Please write out every entry below, word for word.

_____

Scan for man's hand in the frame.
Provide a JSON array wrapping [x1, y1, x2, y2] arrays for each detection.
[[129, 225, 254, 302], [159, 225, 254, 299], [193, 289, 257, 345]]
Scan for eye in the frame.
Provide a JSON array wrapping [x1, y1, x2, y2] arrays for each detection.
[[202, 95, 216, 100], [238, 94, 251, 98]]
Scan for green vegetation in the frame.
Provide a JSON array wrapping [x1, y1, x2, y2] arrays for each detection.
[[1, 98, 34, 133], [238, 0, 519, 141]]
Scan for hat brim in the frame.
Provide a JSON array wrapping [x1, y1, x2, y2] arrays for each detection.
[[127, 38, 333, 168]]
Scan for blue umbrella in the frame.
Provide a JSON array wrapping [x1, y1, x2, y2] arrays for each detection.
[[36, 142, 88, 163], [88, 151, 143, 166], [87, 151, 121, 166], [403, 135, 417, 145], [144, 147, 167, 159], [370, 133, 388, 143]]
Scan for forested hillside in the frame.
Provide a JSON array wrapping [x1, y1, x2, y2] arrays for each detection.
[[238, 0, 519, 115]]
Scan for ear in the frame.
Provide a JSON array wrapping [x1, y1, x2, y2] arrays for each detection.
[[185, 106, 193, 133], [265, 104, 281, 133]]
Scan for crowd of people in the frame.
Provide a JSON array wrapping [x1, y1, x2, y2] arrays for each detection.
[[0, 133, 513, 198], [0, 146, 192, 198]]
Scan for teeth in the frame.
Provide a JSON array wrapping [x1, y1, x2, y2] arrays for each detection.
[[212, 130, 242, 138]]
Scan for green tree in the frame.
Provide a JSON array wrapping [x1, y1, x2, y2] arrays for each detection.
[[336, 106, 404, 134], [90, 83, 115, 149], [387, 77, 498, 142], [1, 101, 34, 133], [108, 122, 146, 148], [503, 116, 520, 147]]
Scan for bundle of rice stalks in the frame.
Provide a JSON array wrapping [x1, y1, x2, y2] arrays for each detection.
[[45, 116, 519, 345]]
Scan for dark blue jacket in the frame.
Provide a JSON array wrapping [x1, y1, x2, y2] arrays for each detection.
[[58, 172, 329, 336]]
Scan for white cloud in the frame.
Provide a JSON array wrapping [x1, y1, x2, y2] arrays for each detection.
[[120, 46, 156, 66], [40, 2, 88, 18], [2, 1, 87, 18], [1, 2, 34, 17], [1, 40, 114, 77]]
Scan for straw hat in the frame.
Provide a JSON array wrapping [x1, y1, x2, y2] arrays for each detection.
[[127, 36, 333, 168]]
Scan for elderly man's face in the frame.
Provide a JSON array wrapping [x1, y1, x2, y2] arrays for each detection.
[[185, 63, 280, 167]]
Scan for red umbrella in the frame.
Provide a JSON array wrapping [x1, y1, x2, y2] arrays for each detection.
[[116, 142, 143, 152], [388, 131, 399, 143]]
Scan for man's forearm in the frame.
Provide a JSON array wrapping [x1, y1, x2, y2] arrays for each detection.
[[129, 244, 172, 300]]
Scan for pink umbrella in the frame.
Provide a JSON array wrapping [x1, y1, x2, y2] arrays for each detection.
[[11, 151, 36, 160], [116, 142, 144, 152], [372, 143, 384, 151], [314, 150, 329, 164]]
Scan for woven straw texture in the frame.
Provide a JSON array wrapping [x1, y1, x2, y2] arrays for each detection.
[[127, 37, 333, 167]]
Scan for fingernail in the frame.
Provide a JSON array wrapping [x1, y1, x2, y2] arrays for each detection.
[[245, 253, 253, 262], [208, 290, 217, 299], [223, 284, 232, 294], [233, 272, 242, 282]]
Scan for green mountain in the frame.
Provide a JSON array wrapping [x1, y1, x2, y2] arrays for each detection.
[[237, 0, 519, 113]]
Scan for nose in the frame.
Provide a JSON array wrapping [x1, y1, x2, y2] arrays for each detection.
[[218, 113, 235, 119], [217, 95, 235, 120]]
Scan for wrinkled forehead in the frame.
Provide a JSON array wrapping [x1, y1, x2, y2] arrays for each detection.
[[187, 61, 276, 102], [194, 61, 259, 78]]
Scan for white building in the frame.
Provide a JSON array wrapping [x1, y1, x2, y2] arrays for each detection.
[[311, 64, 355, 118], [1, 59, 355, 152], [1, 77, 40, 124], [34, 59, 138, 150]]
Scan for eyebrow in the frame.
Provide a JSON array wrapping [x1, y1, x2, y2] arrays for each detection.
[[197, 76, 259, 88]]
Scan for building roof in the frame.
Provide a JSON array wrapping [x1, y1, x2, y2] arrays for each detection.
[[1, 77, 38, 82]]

_____

**Exercise solution:**
Scan for man's hand in the frame.
Provide a JSON array wrapping [x1, y1, x2, y2] arrays for each detection.
[[129, 225, 254, 302], [159, 225, 254, 299], [193, 289, 257, 345]]
Scan for eye in the frame.
Provide a JSON array wrapping [x1, y1, x2, y2] arrays for each detection.
[[202, 95, 216, 100], [238, 94, 251, 98]]
Scan for green vegetation in the frame.
Provide a JSON array wrapping [x1, y1, x2, y2] arrays for each detection.
[[1, 98, 34, 133], [238, 0, 519, 141]]
Scan for hat brim in the frame.
Provide a JSON array wrapping [x1, y1, x2, y2] arrays for each detection.
[[127, 38, 333, 168]]
Scan for blue umbrella in the frame.
Provide a JSON array wrapping [x1, y1, x2, y2] arrays for each detection.
[[36, 142, 88, 163], [88, 151, 143, 166], [87, 151, 121, 166], [403, 135, 417, 145], [144, 147, 167, 159], [370, 133, 388, 143]]
Scan for forested hillside in the frame.
Provide a JSON array wrapping [x1, y1, x2, y2] arrays for each detection.
[[238, 0, 519, 115]]
Scan for ear in the frame.
Provide a JSON array wrapping [x1, y1, x2, y2] arrays for each detection.
[[185, 106, 193, 133], [265, 104, 281, 133]]
Scan for crowd of people in the frame.
Provide a JSON array wrapping [x1, y1, x2, y2] arrays for each detection.
[[0, 133, 513, 198], [0, 146, 192, 198]]
Scan for teeth in the frame.
Provide a JSON array wrapping [x1, y1, x2, y2] arrays for each detection.
[[212, 130, 242, 138]]
Scan for green tree in the frame.
Provide a JSON array wrapping [x1, y1, x2, y2] arrays for each detection.
[[336, 106, 404, 134], [90, 83, 115, 149], [387, 77, 498, 142], [1, 101, 34, 133], [108, 122, 146, 148], [503, 116, 520, 147]]
Scan for bundle of rice stalks in the frame.
Provide a JSON array wrapping [x1, y1, x2, y2] arrays for each detection.
[[45, 116, 519, 345]]
Scan for dark blue jacket in the frame.
Provide a JSON array wrapping [x1, y1, x2, y2] arrays for each detection.
[[58, 172, 329, 336]]
Scan for white cloud in the frame.
Provide a JSON array wrapping [x1, y1, x2, y2] arrays for each detection.
[[120, 46, 156, 66], [40, 2, 88, 18], [2, 1, 87, 18], [1, 2, 34, 17], [1, 40, 114, 77]]
Scan for straw hat in the frame.
Provide a JSON array wrapping [x1, y1, x2, y2] arrays for each detection.
[[127, 36, 333, 168]]
Scan for elderly man's face in the frame.
Provide a JSON array wrapping [x1, y1, x2, y2] arrays for each detection.
[[185, 63, 280, 167]]
Scan for red umbrella in the frame.
Provide a JSON array wrapping [x1, y1, x2, y2] arrays for each detection.
[[116, 142, 143, 152], [388, 131, 399, 143]]
Scan for man's forearm in the frame.
Provide a JSON array wrapping [x1, y1, x2, y2] arrays for each detection.
[[129, 244, 172, 300]]
Scan for pink umbrella in the frame.
Provide a JSON array wrapping [x1, y1, x2, y2] arrays for each detection.
[[11, 151, 36, 160], [116, 142, 144, 152], [372, 143, 384, 151], [314, 150, 329, 164]]
Scan for woven straw texture in the frame.
Provide a JSON array wrapping [x1, y1, x2, y2] arrays for each detection.
[[127, 37, 333, 167]]
Scan for fingernail in the frame.
Provide a JSON array wrapping [x1, y1, x2, y2] arrays for each detection.
[[245, 253, 253, 262], [208, 290, 217, 299], [223, 284, 232, 294], [233, 272, 242, 282]]
Scan for green mountain in the frame.
Provide a JSON array wrapping [x1, y1, x2, y2] arrays for each detection.
[[237, 0, 519, 113]]
Scan for nose in the frame.
Provide a JSON array wrapping [x1, y1, x2, y2] arrays for each detection.
[[218, 113, 235, 119], [217, 95, 235, 120]]
Scan for wrinkled forehead in the frame.
Provide a JSON array wrapping [x1, y1, x2, y2] arrays for each detection.
[[187, 61, 276, 102], [194, 61, 259, 78]]
Scan for white building in the frame.
Provide a JSON array wrapping [x1, y1, x2, y2] arrays for each detection.
[[311, 64, 355, 118], [1, 59, 355, 152], [1, 77, 40, 124], [34, 59, 138, 150]]
Scan for eyebrow in the frame.
Provide a JSON array wrapping [x1, y1, x2, y2] arrays for each detection.
[[197, 76, 259, 88]]
Scan for building roof in the frame.
Provide a JSON array wrapping [x1, y1, x2, y2] arrays for each detection.
[[1, 77, 38, 82]]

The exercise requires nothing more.